Excerpt to read:
-=-=-=-=-

Inspire giving, instead of demanding,” says Arun Bhargava. “Shift the focus from contributions to the real-world change Rotary is creating. This approach will spark genuine enthusiasm among members, resulting in generous contributions.” He urges his district members to access valuable resources on rotary.org as well as engage directly with programme experts. “to proactively seek knowledge in areas that deeply interest them.”
Bhargava is captivated by Rotary’s remarkable ability to adapt to an ever-changing world and remain relevant across different eras. His leadership is inspired by this mantra. “Embrace change, harness it and turn it into a catalyst for growth.”
A staunch believer in “intentional membership,” Bhargava emphasises the significance of not rushing anyone into joining Rotary. “Prospective members deserve a clear picture of the commitments involved, paired with the transformative benefits of Rotary.”
His district is “actively working to incorporate individuals from diverse backgrounds into our Rotary clubs. RC Equivalence, chartered in April 2023, offers a welcoming space for LGBTQIA individuals, their families, friends and allies.”
He will continue to work on the National Integration project in collaboration with the Indian Army, which aims to boost education, healthcare, and women’s empowerment in Kashmir. By training 100 rural women in nursing, RID 3141 will address the critical medical gaps in 300 villages in Kashmir.

-=-=-=-=-

Check your understanding:
#1 Can you repeat the passage on Arun Bhargava word for word, everything from "A staunch believer" down to "villages in Kashmir."?
#2 Could you go on with the passage on Arun Bhargava from its last sentence?
The material after the passage on Arun Bhargava comes from a separate source.

-=-=-=-=-

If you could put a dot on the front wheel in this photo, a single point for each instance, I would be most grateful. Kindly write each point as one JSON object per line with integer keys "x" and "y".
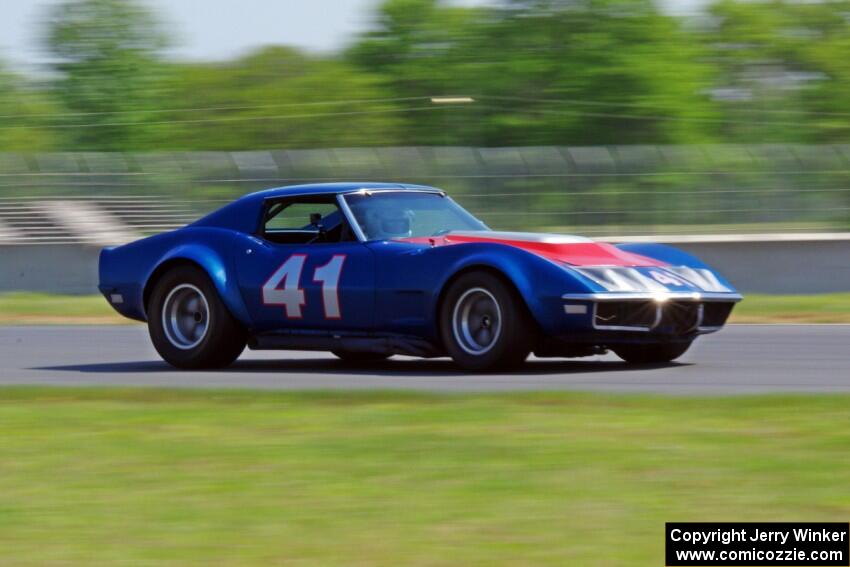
{"x": 189, "y": 325}
{"x": 485, "y": 324}
{"x": 651, "y": 353}
{"x": 354, "y": 356}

-=-=-=-=-

Solved problems:
#1
A staunch believer in “intentional membership,” Bhargava emphasises the significance of not rushing anyone into joining Rotary. “Prospective members deserve a clear picture of the commitments involved, paired with the transformative benefits of Rotary.”
His district is “actively working to incorporate individuals from diverse backgrounds into our Rotary clubs. RC Equivalence, chartered in April 2023, offers a welcoming space for LGBTQIA individuals, their families, friends and allies.”
He will continue to work on the National Integration project in collaboration with the Indian Army, which aims to boost education, healthcare, and women’s empowerment in Kashmir. By training 100 rural women in nursing, RID 3141 will address the critical medical gaps in 300 villages in Kashmir.

#2
Lead by example
Starting as a young Girl Guide and NCC cadet, Asha Venugopal’s parents instilled in her “the value of being a go-getter,” a trait she has carried into her roles in Rotary since 2010. On the day of her installation as DG she contributed $250,000 to TRF to become an AKS member. “While becoming an AKS member boosts the Foundation’s impact, it will encourage members in my district to also come forward and give to TRF,” she says. Asha aims to raise $500,000 for the Foundation through her district.
To ensure that her district makes a tangible difference to the community she has set “simple, doable initiatives”. Project Akanksha: An app for Classes 7 to 10, delivering comprehensive lessons via smartphones aims to support 50,000 students. Under Project Boond, aerators will be distributed to homes, cutting water wastage by 60 per cent. Of the planned 5,500 bicycles, 1,000 have already been given to underprivileged students.
District clubs are welcoming LGBTQIA members, but women’s membership needs a boost, Asha acknowledges, and adds that “diverse membership means an increased number of Rotarians, membership dues, event involvement and fundraising, leading to stronger economic support for Rotary’s growth and initiatives.”
She suggests background checks before inviting potential members to join and recommends newcomers explore the Rotary Leadership Institute to enhance their understanding of Rotary.
Rotary optimal platform for women
Anandtha Jothi’s Rotary journey began with a friend’s invitation to a club meeting, coinciding with her entry into her family’s hospitality business. She segments her life into two distinct phases — “before becoming the club president in 2006, and after. This pivotal role exposed me to a broader perspective, enabling me to make decisions with a holistic vision.”
For membership growth, she advocates the Each One Bring One approach and encourages members to share their personal success stories, illustrating the profound impact Rotary has had on their lives. “Rotary provides an optimal platform for women professionals and entrepreneurs. Highlight this when you meet a potential woman member,” she urges. She is delighted that RC Tiruchirappalli Butterflies, an all-women’s club was recently recognised for achieving 150 per cent growth by adding 22 new members to the existing 33.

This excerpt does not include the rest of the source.